━━━ Records for this exercise

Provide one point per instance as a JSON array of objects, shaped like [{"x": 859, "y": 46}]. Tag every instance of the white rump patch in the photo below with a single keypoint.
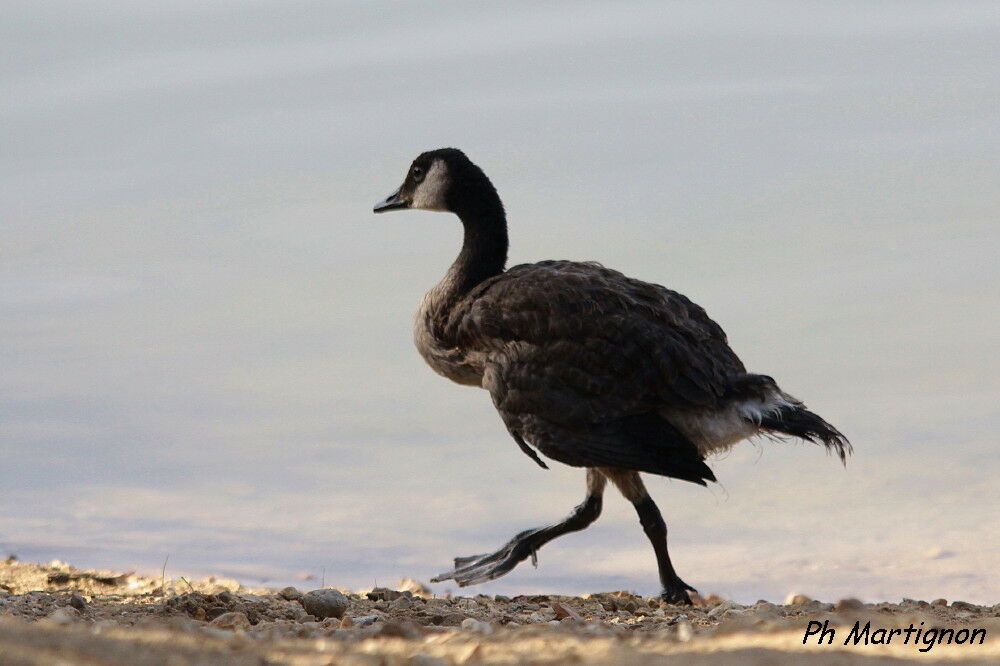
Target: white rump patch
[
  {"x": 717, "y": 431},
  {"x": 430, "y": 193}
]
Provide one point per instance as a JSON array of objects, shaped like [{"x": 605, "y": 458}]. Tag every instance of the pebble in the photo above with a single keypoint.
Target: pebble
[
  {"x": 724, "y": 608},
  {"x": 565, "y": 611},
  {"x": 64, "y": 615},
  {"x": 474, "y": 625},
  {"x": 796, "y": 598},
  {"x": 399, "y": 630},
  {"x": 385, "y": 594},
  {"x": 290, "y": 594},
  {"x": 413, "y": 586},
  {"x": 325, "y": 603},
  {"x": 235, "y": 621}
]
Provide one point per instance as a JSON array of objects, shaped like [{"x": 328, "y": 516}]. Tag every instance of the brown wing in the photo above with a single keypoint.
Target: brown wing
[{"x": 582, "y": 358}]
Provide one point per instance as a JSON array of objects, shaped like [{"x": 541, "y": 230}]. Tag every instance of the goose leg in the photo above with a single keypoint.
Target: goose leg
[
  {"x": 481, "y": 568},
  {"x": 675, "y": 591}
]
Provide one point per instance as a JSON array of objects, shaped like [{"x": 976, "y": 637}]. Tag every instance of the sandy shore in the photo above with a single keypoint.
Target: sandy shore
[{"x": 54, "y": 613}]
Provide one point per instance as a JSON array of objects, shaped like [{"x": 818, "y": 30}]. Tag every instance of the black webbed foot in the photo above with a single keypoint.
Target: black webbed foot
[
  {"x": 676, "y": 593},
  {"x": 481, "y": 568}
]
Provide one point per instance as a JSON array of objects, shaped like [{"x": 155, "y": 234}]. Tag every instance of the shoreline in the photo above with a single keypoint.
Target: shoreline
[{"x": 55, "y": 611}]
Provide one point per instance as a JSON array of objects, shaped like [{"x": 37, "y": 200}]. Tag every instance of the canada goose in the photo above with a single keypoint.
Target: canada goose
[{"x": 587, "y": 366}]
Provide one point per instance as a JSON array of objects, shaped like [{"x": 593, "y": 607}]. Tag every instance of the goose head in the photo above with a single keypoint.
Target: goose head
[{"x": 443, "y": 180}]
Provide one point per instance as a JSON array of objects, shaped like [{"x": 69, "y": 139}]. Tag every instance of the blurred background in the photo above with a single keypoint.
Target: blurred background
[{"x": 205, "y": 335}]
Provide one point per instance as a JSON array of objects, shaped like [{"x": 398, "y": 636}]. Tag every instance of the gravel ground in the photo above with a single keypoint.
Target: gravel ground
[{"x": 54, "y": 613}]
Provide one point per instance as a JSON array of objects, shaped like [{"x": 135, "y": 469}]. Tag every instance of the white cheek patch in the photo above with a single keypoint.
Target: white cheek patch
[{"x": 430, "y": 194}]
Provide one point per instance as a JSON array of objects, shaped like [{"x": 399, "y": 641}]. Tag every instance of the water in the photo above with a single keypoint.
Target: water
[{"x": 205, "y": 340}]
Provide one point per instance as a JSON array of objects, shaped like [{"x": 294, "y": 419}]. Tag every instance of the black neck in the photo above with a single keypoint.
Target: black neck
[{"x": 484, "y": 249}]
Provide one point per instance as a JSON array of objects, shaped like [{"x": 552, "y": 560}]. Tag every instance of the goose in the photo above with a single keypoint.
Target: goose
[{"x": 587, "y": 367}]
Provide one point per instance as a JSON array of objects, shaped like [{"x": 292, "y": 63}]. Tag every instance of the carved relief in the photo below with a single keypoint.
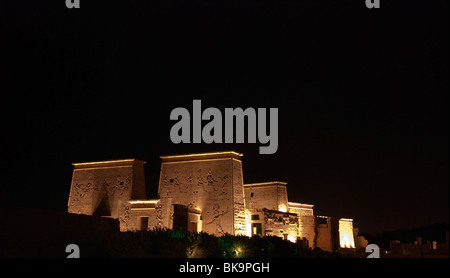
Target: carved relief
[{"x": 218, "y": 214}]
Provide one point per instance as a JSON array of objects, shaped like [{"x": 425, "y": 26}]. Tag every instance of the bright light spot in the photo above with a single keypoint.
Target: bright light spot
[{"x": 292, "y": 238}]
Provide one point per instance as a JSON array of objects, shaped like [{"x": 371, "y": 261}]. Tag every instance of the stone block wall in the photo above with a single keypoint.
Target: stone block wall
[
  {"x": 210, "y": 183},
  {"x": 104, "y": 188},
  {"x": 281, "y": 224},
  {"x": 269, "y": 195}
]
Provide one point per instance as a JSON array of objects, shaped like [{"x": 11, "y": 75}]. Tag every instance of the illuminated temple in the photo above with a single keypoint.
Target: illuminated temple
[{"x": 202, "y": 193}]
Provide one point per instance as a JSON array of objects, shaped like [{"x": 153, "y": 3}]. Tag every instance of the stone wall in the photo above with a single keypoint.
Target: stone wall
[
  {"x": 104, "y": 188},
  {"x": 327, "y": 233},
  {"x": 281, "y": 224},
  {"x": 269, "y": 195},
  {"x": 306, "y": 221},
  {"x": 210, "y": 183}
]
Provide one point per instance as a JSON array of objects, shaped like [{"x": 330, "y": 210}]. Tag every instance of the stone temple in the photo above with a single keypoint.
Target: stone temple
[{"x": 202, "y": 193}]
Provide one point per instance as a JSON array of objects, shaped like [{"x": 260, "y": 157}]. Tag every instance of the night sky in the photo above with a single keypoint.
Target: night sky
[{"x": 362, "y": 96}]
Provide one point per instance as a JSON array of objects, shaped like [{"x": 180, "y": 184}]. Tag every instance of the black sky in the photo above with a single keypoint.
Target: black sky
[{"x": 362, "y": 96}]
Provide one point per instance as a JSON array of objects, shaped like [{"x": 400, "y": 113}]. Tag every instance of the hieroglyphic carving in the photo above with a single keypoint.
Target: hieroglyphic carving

━━━━━━

* [Activity]
The answer must be the data above, repeated exactly, with no pictures.

* [Written answer]
Provide one point per instance as a JSON array of objects, shaped like [{"x": 859, "y": 46}]. Tag every instance of the white rump patch in the photo below with a single keypoint.
Target: white rump patch
[
  {"x": 717, "y": 431},
  {"x": 430, "y": 193}
]
Provide one point per instance as a JSON array of objects, shaped like [{"x": 605, "y": 458}]. Tag every instance of the pebble in the photo above with a single keypoint.
Target: pebble
[
  {"x": 724, "y": 608},
  {"x": 565, "y": 611},
  {"x": 64, "y": 615},
  {"x": 474, "y": 625},
  {"x": 796, "y": 598},
  {"x": 399, "y": 630},
  {"x": 385, "y": 594},
  {"x": 290, "y": 594},
  {"x": 413, "y": 586},
  {"x": 325, "y": 603},
  {"x": 235, "y": 621}
]
Provide one point per instance as a JSON array of objects, shaped like [{"x": 328, "y": 516}]. Tag every instance of the brown wing in the photo above with a single keypoint.
Target: brown wing
[{"x": 582, "y": 358}]
Provide one point per instance as a JSON array of objects, shaped like [{"x": 541, "y": 230}]. Tag every instance of the goose leg in the photo above with a single keypoint.
Target: goose leg
[
  {"x": 481, "y": 568},
  {"x": 675, "y": 591}
]
Provide one point per instance as a JSON array of objects, shaped like [{"x": 976, "y": 637}]. Tag every instance of the sandy shore in the photo above with a single keypoint.
Target: sandy shore
[{"x": 54, "y": 613}]
Provide one point per instance as a JSON array of objects, shaped like [{"x": 818, "y": 30}]. Tag every instance of the black webbed foot in the photo above with a single keypoint.
Target: black webbed foot
[
  {"x": 676, "y": 593},
  {"x": 481, "y": 568}
]
Provide one point per instance as a JSON array of objects, shaped like [{"x": 155, "y": 234}]. Tag every instance of the shoreline in the photo above with a single keypoint.
Target: shoreline
[{"x": 55, "y": 611}]
Provide one point per instance as a JSON array of objects, shaped like [{"x": 37, "y": 200}]. Tag every instance of the canada goose in the photo above with a single keypoint.
Target: canada goose
[{"x": 587, "y": 366}]
Provide one point per instance as a JSON array of objects, shaped like [{"x": 593, "y": 607}]. Tag every instance of the goose head in the photo above with a single keypoint.
Target: goose head
[{"x": 443, "y": 180}]
Provide one point per instance as a JSON array of objects, shaped like [{"x": 69, "y": 139}]. Tag every instance of the blurred background in the photo above with a single keypoint.
Target: blurred background
[{"x": 205, "y": 335}]
Provide one point per instance as a JSON array of objects, shaped like [{"x": 398, "y": 636}]. Tag every instance of the gravel ground in the photo above with a single keypoint.
Target: gravel ground
[{"x": 54, "y": 613}]
Provide one point per instance as a JSON array of objects, shaped like [{"x": 135, "y": 469}]. Tag every instance of the white cheek patch in the photo above with a single keypoint.
Target: white cheek patch
[{"x": 430, "y": 194}]
Provide one point per instance as a JSON array of objects, shaped like [{"x": 399, "y": 641}]. Tag every instance of the water in the photo above with a single keypoint.
Target: water
[{"x": 205, "y": 340}]
Provide one point per instance as a JSON array of objects, shaped like [{"x": 294, "y": 419}]. Tag every instance of the black neck in the photo above with a single keypoint.
Target: black neck
[{"x": 484, "y": 249}]
Provide one point per instance as a JSON array of objects, shaped like [{"x": 552, "y": 560}]. Tag every instance of the goose in the photo above with a single keypoint.
Target: goose
[{"x": 587, "y": 367}]
Provide one point per instance as a JSON array of objects, shaped like [{"x": 292, "y": 63}]. Tag every instance of the carved relief in the photo below with a single keypoint.
Target: carved relief
[{"x": 218, "y": 214}]
Provide one point per instance as a JSON array of objects, shaped like [{"x": 425, "y": 26}]. Tag every instance of the bright light spot in the photo above with a single keypoint.
Target: bright light spot
[{"x": 292, "y": 238}]
Provide one point per instance as a JSON array of objects, shaped like [{"x": 371, "y": 261}]. Tag every instance of the stone block wall in the photo above with a single keypoint.
Target: stone block wall
[
  {"x": 210, "y": 183},
  {"x": 104, "y": 188},
  {"x": 281, "y": 224},
  {"x": 269, "y": 195}
]
Provide one point per instance as a JSON array of objects, shaped like [{"x": 11, "y": 75}]. Tag every instance of the illuminated temple in the photo above with a single keypoint.
Target: illuminated temple
[{"x": 202, "y": 193}]
Provide one point per instance as a JSON array of objects, shaped like [{"x": 153, "y": 3}]. Tag every instance of the stone wall in the photo above with a single keypoint.
Target: stone wall
[
  {"x": 104, "y": 188},
  {"x": 327, "y": 233},
  {"x": 281, "y": 224},
  {"x": 269, "y": 195},
  {"x": 306, "y": 221},
  {"x": 210, "y": 183}
]
Provide one point per instance as a JSON array of objects, shaped like [{"x": 330, "y": 210}]. Tag every instance of the stone temple in the photo above with a single keypoint.
Target: stone temple
[{"x": 202, "y": 193}]
Provide one point per instance as a JSON array of objects, shaped like [{"x": 260, "y": 157}]. Tag every instance of the night sky in the photo above with a single keypoint.
Target: night sky
[{"x": 362, "y": 96}]
Provide one point per instance as a JSON array of objects, shaped like [{"x": 180, "y": 184}]. Tag every instance of the black sky in the photo above with a single keypoint.
Target: black sky
[{"x": 362, "y": 96}]
Provide one point per instance as a JSON array of objects, shaped like [{"x": 400, "y": 113}]. Tag every instance of the hieroglyphic carving in the photo above with a single keypoint.
Target: hieroglyphic carving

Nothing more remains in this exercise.